ЗАДАНИЕ A:
Извлеките из приведенных ниже записей все строки, в которых встречается слово «cliff».

ФРАГМЕНТ ДОКУМЕНТА:
+ + +
# Компьютерные технологии > Железо (hardware) > Общие вопросы >  мониторинг компьютера

## Duran200

Возможно ли наблюдать за температурой процессора, чипсетов и скоростью вентиляторов если не стоят родные драйвера на материнскую плату при загруженной ОС? У меня мать intel DQ965GF на неё нет драйверов на Windows 7. Я поставил на звук, сеть и др. драйвера отдельно. Всё работает отлично. Но проблема в том, что при установке различных мониторинговых программ они не работают, даже специальная интеловская прога.

----------


## Cheechako

Что-то не так: 


> ...специальная интеловская...


 может и не работать, но другие (некоторые, как минимум) должны :)

----------


## Duran200

устанавливал speedfan, пишет "INFO : NO SUPPORTED CHIP DETECTED", HWMonitor выдает только одну температуру винчестера, MBM5 корректно не запустился. Ставил парачку других тоже не работает.

_Добавлено через 5 минут 50 секунд_
Может специальная программа мониторинга под Windows 7?

----------


## Cheechako

Похоже, если верить http://lists.lm-sensors.org/pipermai...er/021920.html, данный чипсет действительно ничем не поддерживается (кроме, м.б., Intel'я).
Интересный случай  :(

----------


## Duran200

Спосибо за информацию. Может попробую поставить linux, я посмотрел драва есть. На нем поставить мониторинговую прогу, и тогда по возможности разогнать комп. 
А 7 и XP поставить VMware-ом.

----------
+ + +
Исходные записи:
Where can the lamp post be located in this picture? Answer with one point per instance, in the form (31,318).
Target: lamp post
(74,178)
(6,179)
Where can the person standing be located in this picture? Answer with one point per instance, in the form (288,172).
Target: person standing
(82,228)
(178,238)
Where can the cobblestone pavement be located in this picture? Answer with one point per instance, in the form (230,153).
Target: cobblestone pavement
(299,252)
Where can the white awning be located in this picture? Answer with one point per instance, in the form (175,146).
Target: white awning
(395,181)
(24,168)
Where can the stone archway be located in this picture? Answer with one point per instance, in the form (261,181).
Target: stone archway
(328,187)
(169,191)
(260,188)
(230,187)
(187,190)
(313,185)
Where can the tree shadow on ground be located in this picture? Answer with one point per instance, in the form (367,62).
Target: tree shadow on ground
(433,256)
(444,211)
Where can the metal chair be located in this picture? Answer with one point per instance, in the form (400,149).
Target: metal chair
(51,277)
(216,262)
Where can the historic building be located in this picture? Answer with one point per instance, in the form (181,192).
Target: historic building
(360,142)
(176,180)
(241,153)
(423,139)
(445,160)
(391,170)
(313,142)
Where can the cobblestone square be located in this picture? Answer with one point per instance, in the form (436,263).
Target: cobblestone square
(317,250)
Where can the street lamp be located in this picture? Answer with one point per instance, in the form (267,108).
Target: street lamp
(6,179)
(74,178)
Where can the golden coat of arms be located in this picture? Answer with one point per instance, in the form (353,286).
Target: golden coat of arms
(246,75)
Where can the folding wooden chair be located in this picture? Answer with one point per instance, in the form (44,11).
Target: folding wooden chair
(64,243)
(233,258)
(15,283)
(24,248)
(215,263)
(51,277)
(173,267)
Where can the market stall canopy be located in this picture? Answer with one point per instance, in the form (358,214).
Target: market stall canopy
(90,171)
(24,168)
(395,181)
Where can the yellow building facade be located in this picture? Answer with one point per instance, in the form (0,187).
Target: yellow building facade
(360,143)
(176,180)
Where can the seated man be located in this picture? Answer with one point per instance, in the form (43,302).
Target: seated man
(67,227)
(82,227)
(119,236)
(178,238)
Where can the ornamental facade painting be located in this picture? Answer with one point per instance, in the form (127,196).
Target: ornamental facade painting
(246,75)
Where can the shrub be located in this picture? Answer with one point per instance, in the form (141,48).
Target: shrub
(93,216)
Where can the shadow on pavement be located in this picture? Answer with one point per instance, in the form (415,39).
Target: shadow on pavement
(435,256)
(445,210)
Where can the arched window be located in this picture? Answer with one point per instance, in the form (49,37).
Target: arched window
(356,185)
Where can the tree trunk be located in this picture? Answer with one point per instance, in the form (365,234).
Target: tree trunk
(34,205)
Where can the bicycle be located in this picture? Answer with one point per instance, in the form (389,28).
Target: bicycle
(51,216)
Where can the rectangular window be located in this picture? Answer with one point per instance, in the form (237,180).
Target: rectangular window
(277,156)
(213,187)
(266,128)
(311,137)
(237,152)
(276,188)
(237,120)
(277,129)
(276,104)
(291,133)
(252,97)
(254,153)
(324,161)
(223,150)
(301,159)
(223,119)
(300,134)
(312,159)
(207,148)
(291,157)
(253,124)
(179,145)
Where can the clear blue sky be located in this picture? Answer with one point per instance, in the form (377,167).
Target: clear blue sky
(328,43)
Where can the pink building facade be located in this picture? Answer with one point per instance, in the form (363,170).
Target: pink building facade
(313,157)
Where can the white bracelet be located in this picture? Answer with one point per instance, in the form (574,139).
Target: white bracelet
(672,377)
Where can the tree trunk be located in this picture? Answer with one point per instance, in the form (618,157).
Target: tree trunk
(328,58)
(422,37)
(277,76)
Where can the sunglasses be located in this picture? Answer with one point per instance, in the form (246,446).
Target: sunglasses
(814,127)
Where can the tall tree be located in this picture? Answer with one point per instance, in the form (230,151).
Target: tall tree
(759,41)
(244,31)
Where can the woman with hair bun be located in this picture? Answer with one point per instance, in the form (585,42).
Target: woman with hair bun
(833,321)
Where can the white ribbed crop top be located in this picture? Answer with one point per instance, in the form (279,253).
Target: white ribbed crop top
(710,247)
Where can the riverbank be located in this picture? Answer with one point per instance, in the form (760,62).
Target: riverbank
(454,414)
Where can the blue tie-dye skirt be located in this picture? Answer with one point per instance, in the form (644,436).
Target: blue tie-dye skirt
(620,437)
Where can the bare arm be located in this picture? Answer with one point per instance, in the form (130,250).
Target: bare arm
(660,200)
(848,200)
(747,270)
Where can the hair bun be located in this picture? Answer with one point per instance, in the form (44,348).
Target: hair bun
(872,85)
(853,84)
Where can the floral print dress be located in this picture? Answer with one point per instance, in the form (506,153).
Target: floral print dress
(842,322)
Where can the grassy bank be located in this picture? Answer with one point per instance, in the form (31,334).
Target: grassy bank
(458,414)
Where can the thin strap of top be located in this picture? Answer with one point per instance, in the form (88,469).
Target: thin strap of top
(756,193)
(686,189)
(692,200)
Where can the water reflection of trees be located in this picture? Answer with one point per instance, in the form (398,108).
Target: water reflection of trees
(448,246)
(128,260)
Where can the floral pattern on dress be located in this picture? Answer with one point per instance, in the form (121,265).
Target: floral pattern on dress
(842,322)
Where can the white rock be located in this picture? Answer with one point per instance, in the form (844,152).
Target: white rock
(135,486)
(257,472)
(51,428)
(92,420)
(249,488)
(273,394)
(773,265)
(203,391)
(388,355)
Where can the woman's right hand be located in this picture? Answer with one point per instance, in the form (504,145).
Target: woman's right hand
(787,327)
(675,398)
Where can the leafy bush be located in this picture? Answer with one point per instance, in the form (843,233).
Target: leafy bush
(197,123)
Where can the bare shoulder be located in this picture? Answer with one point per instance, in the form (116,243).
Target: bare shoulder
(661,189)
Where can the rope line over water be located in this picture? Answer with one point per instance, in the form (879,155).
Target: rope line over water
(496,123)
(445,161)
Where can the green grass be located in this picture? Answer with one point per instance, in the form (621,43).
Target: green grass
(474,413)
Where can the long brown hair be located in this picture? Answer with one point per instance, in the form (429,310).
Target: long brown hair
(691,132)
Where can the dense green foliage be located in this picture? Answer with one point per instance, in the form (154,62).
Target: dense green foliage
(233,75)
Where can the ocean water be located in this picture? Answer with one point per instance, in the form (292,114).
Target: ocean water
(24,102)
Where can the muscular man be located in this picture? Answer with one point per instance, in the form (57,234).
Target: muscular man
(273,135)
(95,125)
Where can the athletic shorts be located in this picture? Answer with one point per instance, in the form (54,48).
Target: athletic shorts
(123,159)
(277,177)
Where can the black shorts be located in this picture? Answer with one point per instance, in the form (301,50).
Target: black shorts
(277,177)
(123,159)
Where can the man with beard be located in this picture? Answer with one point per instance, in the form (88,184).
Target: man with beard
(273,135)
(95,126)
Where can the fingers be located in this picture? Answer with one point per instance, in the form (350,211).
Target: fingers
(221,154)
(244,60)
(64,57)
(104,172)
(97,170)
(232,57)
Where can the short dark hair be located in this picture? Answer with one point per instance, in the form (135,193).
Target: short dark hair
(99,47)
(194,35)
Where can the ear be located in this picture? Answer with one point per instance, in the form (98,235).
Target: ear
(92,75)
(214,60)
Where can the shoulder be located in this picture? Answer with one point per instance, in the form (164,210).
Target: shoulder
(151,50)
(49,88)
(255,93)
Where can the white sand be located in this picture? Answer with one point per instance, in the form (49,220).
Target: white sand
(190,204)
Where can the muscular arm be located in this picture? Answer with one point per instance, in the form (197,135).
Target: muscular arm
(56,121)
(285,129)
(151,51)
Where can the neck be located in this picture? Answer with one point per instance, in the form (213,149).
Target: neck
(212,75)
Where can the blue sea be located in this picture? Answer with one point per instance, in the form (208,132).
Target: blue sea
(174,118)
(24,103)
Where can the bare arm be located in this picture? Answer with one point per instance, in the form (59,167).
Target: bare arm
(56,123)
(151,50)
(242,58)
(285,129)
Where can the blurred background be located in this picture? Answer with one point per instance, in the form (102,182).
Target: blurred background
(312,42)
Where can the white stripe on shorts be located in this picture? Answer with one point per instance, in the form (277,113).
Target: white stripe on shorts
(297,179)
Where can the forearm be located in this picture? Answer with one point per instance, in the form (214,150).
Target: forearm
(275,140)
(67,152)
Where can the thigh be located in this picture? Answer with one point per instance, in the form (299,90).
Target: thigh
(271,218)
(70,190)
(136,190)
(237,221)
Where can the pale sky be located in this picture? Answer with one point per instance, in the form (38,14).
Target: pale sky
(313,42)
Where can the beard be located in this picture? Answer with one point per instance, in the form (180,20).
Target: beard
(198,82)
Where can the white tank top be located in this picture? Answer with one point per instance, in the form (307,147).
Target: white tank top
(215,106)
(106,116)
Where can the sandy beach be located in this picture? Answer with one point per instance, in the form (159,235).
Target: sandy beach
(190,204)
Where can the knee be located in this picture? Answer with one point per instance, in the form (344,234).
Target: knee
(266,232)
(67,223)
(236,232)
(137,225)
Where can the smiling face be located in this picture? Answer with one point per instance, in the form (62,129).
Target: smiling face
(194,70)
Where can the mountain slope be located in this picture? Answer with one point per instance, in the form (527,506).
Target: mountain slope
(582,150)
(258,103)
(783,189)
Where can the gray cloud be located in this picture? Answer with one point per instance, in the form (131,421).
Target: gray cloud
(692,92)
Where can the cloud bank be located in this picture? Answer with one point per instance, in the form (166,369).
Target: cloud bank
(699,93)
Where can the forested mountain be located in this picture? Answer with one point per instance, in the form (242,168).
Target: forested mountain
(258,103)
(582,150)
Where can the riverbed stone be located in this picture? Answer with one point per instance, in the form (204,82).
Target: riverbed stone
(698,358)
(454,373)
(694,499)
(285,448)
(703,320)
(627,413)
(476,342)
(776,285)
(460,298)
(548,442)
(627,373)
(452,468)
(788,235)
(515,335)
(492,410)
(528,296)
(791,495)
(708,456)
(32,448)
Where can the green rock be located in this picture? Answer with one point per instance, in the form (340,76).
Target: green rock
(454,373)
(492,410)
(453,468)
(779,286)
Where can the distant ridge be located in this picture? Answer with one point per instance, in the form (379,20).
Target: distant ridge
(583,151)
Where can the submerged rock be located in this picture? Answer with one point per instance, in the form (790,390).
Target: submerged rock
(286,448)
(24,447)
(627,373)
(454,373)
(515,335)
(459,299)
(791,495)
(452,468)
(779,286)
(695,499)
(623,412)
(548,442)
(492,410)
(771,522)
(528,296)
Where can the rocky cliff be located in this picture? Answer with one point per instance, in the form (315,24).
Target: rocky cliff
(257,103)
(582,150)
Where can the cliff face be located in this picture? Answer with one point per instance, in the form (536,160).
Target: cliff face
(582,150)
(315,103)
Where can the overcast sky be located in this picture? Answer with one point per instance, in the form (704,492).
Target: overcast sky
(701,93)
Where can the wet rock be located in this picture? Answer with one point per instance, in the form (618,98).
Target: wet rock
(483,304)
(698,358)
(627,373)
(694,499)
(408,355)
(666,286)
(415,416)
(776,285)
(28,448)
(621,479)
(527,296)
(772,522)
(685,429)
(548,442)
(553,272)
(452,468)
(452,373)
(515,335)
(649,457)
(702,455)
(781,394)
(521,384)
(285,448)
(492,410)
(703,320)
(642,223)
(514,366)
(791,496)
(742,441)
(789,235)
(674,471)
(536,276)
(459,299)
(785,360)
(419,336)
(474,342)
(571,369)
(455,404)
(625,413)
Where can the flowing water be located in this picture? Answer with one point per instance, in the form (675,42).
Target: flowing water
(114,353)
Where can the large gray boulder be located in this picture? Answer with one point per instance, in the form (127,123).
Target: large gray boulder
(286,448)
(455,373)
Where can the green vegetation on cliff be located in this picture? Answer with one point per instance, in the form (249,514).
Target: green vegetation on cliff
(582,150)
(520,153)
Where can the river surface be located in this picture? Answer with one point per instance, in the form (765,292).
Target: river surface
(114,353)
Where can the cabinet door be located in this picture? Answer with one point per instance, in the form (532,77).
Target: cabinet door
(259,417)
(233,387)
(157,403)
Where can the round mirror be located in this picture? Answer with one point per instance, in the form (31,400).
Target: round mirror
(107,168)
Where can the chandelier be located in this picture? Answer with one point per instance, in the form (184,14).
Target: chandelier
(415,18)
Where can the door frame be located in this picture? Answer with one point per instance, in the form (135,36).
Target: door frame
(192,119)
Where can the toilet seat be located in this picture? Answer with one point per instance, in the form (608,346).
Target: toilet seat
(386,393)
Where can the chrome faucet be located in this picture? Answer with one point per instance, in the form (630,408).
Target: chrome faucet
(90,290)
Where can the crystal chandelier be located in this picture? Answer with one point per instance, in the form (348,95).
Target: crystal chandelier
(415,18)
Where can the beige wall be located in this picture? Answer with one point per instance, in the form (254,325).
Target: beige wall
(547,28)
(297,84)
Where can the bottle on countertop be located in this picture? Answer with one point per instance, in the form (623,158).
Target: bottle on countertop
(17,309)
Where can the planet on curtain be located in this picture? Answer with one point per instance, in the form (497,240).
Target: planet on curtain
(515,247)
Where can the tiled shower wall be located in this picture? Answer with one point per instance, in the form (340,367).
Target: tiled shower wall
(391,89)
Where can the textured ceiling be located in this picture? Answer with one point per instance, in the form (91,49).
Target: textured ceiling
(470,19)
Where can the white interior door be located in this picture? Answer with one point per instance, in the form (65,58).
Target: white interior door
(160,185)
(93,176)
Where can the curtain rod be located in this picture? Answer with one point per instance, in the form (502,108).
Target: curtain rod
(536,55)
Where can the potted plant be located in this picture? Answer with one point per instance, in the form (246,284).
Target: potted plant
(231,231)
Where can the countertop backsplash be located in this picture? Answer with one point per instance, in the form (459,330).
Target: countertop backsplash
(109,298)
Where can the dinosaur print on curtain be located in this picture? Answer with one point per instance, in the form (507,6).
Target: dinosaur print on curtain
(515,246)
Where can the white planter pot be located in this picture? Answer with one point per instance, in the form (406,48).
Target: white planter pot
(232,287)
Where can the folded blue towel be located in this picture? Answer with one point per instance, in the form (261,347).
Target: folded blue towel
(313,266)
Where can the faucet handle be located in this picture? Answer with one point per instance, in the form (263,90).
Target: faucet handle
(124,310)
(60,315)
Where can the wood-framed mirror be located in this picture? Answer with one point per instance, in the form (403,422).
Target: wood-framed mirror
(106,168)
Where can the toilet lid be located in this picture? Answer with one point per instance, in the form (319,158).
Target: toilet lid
+ + +
ЗАДАНИЕ B:
Ответьте на вопросы по ветке форума о мониторинге компьютера:
(i) Какая материнская плата установлена у пользователя Duran200?
(ii) Что показывает программа HWMonitor, по словам Duran200?
(iii) Какую операционную систему Duran200 предполагает установить, чтобы поставить на нее мониторинговую программу?

РЕШЕНИЕ ЗАДАНИЯ A:
Where can the rocky cliff be located in this picture? Answer with one point per instance, in the form (315,24).
Target: rocky cliff
Where can the cliff face be located in this picture? Answer with one point per instance, in the form (536,160).
Target: cliff face
Where can the green vegetation on cliff be located in this picture? Answer with one point per instance, in the form (249,514).
Target: green vegetation on cliff

РЕШЕНИЕ ЗАДАНИЯ B:
(i) Intel DQ965GF.
(ii) Только одну температуру винчестера.
(iii) Linux.